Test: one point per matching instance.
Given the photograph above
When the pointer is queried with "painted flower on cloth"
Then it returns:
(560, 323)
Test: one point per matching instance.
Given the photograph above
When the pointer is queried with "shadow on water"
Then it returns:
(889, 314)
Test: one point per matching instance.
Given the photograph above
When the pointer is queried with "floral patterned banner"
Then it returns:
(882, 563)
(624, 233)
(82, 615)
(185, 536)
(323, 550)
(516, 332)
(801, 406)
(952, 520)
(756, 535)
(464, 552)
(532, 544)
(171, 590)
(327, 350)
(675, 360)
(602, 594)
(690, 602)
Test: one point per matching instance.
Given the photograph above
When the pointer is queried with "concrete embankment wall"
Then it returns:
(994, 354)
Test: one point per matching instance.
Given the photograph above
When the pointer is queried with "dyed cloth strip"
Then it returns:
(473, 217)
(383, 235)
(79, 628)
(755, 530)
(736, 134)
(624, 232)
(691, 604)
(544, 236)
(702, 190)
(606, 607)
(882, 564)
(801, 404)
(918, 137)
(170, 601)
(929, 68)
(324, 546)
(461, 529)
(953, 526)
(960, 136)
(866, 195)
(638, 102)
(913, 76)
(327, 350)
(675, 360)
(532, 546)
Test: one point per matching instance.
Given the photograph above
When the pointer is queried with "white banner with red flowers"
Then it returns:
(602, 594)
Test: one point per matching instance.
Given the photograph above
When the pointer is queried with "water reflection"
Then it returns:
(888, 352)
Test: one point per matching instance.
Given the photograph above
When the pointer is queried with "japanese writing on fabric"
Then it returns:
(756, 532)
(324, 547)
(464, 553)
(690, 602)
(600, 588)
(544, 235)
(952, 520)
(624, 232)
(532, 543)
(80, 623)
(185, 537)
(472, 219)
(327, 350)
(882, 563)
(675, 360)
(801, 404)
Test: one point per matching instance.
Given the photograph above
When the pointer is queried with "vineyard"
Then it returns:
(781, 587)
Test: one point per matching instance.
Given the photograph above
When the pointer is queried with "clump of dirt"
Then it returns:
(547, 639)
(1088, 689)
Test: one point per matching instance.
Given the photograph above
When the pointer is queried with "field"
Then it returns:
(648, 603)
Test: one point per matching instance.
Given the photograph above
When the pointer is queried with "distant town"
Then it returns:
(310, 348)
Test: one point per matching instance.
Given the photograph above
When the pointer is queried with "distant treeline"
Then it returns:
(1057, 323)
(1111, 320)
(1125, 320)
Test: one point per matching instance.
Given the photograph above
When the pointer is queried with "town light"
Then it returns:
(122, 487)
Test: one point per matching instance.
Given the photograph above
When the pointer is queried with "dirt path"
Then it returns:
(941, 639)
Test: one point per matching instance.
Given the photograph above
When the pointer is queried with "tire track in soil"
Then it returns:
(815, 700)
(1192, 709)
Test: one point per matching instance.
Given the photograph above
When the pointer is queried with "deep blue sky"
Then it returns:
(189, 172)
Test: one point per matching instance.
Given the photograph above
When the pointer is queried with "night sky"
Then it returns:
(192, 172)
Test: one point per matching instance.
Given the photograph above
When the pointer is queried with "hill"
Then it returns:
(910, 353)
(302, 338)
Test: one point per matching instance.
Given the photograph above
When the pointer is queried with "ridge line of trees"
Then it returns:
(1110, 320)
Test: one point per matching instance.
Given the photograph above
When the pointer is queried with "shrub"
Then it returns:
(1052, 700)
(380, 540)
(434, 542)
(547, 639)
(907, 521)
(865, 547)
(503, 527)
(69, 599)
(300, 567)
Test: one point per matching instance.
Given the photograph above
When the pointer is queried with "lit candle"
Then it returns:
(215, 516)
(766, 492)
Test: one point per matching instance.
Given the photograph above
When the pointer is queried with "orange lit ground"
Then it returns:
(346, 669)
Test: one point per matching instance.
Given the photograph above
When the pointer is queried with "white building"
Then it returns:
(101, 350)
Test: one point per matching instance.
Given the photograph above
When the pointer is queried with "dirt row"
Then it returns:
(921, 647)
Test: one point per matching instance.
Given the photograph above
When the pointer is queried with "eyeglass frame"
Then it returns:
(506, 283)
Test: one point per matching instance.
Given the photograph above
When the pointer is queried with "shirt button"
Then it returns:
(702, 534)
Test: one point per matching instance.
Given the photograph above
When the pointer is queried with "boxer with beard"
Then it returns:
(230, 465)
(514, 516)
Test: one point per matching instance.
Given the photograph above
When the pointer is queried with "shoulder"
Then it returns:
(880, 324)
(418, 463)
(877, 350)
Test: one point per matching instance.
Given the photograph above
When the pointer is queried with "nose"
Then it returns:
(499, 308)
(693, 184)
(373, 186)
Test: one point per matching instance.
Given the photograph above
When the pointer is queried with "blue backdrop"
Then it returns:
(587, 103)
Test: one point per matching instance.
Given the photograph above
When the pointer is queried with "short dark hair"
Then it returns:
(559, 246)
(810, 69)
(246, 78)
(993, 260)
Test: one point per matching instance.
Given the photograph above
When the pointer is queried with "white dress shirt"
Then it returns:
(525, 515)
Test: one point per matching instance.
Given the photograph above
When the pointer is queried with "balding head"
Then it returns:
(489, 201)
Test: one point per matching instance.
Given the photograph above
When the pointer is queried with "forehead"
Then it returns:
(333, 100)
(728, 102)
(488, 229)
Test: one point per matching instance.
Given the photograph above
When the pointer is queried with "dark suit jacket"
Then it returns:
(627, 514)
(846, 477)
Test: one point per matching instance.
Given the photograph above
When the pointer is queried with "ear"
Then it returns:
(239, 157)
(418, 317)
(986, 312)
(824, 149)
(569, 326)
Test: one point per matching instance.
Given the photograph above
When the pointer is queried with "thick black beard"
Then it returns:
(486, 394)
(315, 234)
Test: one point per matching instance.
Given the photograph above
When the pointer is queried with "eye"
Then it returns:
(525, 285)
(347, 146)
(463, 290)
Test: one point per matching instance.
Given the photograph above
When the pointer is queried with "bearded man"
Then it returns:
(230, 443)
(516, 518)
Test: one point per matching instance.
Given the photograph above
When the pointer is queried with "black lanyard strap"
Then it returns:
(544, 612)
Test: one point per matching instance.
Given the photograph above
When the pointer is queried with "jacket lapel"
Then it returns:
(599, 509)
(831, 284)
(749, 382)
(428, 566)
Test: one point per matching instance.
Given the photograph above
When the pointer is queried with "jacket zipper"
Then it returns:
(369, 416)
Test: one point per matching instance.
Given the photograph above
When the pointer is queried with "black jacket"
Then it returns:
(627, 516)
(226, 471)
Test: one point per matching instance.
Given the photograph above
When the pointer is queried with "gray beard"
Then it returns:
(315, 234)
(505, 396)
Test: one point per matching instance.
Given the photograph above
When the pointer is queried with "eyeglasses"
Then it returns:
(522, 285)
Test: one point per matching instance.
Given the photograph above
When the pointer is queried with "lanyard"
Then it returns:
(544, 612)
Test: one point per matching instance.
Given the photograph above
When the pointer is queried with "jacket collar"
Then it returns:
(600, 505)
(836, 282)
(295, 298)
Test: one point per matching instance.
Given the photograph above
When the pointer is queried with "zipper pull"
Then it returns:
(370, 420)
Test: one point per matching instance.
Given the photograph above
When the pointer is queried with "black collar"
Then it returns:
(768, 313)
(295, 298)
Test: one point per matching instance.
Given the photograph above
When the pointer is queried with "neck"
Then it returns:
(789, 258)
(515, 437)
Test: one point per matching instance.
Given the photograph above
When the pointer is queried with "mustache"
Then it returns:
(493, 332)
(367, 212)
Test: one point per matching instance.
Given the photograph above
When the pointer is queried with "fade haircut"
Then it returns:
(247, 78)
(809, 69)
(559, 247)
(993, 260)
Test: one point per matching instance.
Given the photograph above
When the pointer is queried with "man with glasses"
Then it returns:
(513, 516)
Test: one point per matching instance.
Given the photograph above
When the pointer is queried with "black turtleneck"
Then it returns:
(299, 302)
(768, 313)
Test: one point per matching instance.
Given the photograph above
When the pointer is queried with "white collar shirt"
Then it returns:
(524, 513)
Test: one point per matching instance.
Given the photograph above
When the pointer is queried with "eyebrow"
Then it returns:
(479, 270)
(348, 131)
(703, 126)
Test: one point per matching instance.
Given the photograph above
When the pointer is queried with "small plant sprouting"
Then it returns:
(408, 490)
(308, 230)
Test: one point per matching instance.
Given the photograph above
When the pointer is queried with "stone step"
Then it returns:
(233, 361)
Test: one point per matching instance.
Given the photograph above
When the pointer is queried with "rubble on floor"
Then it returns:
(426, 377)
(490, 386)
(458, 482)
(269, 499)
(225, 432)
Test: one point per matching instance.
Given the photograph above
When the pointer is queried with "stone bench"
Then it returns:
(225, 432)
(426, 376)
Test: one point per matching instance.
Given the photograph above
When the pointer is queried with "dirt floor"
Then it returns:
========================================
Count the lines of the records that contain the string "dark", with case counting, and give only the number.

2